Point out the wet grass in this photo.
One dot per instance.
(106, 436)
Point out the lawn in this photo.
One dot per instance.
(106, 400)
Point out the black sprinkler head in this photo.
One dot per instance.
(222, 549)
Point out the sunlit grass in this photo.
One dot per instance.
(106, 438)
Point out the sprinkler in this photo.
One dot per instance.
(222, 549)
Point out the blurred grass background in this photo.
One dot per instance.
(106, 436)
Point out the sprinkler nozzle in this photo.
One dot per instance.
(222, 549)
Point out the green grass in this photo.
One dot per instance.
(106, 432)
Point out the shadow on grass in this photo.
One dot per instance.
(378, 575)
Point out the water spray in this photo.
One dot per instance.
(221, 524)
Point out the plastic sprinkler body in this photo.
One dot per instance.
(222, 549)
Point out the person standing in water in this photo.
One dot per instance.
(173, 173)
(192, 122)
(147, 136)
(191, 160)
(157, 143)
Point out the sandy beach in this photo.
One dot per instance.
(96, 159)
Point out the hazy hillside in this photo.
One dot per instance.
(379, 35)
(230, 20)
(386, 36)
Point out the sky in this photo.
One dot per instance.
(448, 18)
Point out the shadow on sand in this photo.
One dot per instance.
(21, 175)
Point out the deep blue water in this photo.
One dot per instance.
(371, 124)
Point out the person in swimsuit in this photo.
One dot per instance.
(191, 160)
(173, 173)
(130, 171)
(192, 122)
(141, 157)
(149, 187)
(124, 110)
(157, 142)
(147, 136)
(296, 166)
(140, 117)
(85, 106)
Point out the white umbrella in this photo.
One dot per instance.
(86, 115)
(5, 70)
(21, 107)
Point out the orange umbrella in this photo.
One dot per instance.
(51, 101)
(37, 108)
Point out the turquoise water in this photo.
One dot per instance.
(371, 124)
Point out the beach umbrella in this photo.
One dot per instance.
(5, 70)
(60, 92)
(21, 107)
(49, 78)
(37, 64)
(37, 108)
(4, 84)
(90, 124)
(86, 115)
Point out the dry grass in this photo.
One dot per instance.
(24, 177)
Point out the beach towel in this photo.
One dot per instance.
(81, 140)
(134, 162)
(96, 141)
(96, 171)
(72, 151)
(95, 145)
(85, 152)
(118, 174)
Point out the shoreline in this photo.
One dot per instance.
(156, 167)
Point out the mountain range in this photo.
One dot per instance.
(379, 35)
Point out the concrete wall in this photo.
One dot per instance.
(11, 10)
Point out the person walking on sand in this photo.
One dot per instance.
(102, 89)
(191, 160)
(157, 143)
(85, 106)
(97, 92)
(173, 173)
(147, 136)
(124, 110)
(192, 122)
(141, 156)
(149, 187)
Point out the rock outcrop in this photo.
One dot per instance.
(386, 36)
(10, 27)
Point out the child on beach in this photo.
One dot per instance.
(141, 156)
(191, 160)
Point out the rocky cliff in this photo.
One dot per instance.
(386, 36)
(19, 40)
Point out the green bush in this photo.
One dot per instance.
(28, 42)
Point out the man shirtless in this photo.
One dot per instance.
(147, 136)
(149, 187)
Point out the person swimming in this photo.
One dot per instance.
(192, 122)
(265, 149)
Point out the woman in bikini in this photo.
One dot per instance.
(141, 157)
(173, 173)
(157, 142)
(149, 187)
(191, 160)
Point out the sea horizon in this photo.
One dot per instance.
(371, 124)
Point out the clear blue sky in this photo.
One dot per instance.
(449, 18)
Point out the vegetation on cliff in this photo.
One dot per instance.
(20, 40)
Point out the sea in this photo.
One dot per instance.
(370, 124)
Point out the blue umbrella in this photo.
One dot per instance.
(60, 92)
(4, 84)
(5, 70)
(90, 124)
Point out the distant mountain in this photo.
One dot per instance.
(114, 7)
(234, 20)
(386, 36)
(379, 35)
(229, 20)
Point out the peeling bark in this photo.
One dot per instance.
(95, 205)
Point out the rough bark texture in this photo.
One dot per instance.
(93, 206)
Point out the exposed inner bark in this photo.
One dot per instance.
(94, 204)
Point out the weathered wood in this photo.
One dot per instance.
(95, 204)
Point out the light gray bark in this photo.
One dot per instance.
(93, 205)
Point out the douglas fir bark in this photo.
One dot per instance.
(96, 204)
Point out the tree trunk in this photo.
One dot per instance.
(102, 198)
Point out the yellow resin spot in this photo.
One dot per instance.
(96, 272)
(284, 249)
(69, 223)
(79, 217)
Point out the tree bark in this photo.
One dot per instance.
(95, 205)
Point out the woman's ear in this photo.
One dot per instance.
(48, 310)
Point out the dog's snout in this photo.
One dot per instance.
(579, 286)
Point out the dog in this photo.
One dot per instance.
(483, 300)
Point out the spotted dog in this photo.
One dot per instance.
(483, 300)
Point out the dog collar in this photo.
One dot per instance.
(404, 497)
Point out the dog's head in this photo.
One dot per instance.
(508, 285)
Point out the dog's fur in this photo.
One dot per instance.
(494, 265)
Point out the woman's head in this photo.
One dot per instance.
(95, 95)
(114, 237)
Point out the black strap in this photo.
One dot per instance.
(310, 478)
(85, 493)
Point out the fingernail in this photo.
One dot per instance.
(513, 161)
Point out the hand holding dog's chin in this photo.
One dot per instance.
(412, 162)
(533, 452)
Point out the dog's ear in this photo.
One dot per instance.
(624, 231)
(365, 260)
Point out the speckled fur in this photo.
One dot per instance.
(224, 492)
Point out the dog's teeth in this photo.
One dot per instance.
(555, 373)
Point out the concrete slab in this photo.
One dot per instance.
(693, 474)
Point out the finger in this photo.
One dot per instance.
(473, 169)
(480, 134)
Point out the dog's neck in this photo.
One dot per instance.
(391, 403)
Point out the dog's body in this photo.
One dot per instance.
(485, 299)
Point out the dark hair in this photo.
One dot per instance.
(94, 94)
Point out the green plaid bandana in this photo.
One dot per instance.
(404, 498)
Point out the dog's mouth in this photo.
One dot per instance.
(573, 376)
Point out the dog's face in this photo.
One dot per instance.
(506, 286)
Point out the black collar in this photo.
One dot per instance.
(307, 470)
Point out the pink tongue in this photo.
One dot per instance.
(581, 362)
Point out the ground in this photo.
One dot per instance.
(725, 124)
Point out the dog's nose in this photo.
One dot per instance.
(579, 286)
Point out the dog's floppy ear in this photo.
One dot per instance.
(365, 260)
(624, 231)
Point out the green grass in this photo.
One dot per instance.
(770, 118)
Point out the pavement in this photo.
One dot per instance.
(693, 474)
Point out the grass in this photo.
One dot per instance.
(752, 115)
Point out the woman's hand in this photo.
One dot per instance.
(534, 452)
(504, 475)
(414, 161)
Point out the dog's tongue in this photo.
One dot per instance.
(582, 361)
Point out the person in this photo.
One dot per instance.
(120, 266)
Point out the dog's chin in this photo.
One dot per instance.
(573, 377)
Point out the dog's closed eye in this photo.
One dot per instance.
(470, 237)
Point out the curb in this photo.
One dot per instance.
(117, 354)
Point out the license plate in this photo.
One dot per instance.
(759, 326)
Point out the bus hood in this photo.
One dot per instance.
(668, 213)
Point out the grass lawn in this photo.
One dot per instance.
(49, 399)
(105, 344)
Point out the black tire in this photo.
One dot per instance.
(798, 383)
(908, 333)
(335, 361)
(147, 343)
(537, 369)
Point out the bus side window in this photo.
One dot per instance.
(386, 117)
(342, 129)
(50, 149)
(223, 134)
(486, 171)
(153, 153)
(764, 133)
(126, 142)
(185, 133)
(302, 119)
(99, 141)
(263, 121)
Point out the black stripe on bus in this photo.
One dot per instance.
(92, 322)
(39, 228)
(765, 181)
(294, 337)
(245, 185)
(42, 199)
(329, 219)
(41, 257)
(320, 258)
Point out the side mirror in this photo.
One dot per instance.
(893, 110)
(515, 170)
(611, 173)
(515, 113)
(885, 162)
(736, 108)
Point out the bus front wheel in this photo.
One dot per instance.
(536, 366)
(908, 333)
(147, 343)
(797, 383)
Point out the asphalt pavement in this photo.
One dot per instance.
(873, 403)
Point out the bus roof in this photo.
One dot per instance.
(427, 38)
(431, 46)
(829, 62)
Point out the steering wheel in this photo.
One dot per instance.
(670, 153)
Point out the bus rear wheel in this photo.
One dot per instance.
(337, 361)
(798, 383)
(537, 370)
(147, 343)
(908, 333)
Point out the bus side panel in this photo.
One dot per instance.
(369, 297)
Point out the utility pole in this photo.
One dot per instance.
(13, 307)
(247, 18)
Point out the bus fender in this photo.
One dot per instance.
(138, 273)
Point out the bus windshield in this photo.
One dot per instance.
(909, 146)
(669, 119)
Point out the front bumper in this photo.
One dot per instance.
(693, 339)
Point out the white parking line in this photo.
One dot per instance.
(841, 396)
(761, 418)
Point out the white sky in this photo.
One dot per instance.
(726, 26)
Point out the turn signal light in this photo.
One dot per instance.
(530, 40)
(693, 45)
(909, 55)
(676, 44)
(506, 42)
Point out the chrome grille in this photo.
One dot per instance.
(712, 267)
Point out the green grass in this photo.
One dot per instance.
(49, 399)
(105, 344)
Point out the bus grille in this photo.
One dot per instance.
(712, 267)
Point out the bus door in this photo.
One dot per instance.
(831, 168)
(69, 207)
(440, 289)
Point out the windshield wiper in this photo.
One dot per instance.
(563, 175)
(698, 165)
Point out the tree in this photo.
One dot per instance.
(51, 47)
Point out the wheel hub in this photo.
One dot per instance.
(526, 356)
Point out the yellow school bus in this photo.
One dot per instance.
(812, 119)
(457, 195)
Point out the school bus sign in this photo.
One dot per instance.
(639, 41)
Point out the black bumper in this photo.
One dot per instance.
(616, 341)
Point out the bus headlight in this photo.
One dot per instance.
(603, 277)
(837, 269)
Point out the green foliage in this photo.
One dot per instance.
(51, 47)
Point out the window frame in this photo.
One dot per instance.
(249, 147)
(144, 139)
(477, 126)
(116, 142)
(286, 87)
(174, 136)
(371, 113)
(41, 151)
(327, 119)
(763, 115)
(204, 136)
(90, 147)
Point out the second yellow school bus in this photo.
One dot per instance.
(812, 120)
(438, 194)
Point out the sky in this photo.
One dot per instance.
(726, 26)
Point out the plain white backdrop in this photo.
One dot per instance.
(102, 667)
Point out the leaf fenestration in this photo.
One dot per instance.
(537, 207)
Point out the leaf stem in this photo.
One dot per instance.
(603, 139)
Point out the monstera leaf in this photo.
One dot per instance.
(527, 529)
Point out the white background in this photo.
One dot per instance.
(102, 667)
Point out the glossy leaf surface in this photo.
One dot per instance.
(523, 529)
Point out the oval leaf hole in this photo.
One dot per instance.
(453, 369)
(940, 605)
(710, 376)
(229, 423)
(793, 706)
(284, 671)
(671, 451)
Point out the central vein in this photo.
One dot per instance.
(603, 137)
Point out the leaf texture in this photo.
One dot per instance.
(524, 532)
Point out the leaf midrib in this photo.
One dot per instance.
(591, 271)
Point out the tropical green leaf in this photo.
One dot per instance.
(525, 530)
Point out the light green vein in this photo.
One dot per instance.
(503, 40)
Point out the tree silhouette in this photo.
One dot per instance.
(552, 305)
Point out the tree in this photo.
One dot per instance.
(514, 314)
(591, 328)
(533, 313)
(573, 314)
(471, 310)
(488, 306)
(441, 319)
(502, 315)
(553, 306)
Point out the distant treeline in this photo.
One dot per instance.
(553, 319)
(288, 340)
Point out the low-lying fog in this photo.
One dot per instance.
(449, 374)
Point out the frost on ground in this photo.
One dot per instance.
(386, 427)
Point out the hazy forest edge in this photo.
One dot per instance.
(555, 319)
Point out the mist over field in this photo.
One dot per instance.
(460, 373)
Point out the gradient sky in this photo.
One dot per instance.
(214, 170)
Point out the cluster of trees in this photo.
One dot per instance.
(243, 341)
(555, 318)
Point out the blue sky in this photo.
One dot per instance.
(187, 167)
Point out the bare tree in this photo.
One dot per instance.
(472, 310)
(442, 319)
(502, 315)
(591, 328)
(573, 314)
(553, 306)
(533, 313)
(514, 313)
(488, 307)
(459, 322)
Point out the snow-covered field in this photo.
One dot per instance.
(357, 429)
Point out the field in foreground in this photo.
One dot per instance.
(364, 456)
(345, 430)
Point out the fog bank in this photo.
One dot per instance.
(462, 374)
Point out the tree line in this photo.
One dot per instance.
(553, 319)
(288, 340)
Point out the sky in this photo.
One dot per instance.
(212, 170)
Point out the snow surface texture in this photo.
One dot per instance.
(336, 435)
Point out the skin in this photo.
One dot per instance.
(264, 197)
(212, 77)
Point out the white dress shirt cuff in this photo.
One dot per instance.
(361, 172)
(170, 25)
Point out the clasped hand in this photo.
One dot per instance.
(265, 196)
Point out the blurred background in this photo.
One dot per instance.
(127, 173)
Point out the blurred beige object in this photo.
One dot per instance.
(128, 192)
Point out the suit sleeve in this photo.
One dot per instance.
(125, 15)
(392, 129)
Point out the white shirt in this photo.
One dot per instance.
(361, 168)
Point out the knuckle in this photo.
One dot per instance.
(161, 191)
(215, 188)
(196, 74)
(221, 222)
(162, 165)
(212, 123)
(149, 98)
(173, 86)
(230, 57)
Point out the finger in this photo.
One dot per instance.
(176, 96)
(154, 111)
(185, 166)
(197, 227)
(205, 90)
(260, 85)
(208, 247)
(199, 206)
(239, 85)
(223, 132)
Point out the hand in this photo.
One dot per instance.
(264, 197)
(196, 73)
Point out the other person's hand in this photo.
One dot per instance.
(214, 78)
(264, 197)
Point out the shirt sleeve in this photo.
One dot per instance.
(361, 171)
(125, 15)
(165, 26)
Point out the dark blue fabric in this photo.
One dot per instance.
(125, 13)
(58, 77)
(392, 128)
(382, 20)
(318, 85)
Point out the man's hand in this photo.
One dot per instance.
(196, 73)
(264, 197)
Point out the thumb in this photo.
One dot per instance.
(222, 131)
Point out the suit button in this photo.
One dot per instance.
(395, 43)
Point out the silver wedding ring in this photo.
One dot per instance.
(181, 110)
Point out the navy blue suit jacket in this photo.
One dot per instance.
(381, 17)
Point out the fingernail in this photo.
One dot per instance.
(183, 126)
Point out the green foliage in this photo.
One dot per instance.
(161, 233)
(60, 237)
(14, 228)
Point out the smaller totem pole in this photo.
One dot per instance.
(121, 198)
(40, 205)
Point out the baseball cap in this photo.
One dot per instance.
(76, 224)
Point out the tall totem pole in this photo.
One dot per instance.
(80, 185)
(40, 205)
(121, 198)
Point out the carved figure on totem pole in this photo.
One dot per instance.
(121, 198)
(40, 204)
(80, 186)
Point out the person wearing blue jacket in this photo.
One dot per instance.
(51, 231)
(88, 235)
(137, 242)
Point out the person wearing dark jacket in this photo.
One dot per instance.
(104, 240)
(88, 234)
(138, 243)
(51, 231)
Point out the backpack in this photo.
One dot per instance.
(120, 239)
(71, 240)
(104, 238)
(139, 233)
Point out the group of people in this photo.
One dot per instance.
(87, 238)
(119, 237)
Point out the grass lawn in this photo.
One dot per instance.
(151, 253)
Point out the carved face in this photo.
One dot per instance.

******

Exercise instructions ::
Give back exactly the lines beginning at the one with "Point out the baseball cap in this photo." and ending at the final line of the material; both boundary lines belong in it.

Exercise output ::
Point out the baseball cap in this photo.
One dot per instance.
(76, 224)
Point out the tall totem pole in this photo.
One dot per instance.
(80, 185)
(40, 205)
(121, 198)
Point out the carved figure on totem pole in this photo.
One dot per instance.
(121, 198)
(40, 204)
(80, 186)
Point out the person wearing blue jacket in this photo.
One dot per instance.
(51, 231)
(88, 235)
(137, 242)
Point out the person wearing dark jacket in this photo.
One dot per instance.
(104, 240)
(88, 234)
(138, 243)
(51, 231)
Point out the backpack in this photo.
One dot per instance.
(120, 239)
(71, 240)
(104, 238)
(139, 233)
Point out the group of people in this photo.
One dot per instance.
(87, 238)
(119, 237)
Point out the grass lawn in this photo.
One dot per instance.
(151, 253)
Point out the carved face in this photo.
One dot per instance.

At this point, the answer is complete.